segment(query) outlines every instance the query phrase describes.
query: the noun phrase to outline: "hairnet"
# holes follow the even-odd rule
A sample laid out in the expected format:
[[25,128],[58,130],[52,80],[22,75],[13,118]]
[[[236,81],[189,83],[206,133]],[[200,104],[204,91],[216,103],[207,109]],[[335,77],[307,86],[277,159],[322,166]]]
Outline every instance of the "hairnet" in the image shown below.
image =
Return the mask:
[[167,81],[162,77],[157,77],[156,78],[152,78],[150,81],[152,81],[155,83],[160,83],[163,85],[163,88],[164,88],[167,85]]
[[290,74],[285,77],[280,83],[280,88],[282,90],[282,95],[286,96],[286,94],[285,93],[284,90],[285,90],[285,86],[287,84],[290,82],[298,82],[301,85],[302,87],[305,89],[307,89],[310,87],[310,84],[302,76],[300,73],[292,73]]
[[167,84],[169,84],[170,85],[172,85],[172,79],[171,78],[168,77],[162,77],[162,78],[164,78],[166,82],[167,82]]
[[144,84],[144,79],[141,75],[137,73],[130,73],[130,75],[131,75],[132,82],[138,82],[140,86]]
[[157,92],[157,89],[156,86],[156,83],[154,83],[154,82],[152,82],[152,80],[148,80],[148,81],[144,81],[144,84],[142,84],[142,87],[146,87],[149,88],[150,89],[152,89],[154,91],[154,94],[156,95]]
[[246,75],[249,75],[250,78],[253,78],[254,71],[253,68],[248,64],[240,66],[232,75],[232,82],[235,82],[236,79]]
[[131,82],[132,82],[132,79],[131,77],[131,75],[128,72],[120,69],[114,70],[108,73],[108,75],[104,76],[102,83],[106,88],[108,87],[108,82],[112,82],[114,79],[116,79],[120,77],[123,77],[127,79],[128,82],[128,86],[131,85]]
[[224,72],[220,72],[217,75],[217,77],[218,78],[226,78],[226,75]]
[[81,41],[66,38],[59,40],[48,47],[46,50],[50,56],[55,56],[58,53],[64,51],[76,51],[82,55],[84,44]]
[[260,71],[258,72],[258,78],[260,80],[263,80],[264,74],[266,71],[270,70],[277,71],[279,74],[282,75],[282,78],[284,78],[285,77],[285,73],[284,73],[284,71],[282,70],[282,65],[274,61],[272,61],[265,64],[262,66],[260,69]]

========================

### What to work on
Reproduce the lines starting at the first one and ending at the line that contains "[[224,72],[220,72],[217,75],[217,77],[218,78],[226,78],[226,75]]", swapping "hairnet" for "hair covering" and leaving everything else unchanged.

### Result
segment(query) outlines every instance the query phrase describes.
query: the noun phrase to outline: "hair covering"
# holes follow the even-odd rule
A sample laid out in the expected format:
[[25,128],[58,130],[52,80],[22,75],[13,118]]
[[[236,81],[189,83],[206,133]],[[200,104],[204,91],[216,103],[207,109]],[[335,77],[307,86],[277,159],[322,166]]]
Outline every instance of the "hair covering" in the image shown below.
image =
Return the mask:
[[167,81],[162,77],[157,77],[156,78],[152,78],[150,81],[152,81],[155,83],[160,83],[163,85],[163,88],[164,88],[167,85]]
[[290,74],[285,77],[280,83],[280,88],[282,90],[282,95],[286,96],[286,94],[285,93],[284,90],[285,90],[285,86],[287,84],[290,82],[298,82],[301,85],[302,87],[305,89],[307,89],[310,87],[310,84],[302,76],[300,73],[292,73]]
[[167,84],[169,84],[170,85],[172,85],[172,79],[171,78],[168,77],[162,77],[162,78],[164,78],[166,82],[167,82]]
[[144,84],[144,79],[141,75],[137,73],[130,73],[130,75],[131,75],[132,82],[138,82],[140,86]]
[[157,92],[157,89],[156,86],[156,83],[154,83],[154,82],[152,82],[152,80],[148,80],[148,81],[144,81],[144,84],[142,84],[142,87],[146,87],[149,88],[150,89],[152,89],[154,91],[154,94],[156,95]]
[[246,75],[249,75],[250,78],[253,78],[254,71],[253,68],[248,64],[240,66],[232,75],[232,82],[235,82],[236,79]]
[[131,82],[132,82],[132,79],[131,77],[131,75],[128,72],[120,69],[114,70],[108,73],[108,75],[104,76],[102,83],[106,88],[108,87],[108,82],[112,82],[114,79],[116,79],[120,77],[123,77],[127,79],[128,82],[128,86],[131,85]]
[[224,72],[220,72],[217,75],[217,77],[218,78],[226,78],[226,75]]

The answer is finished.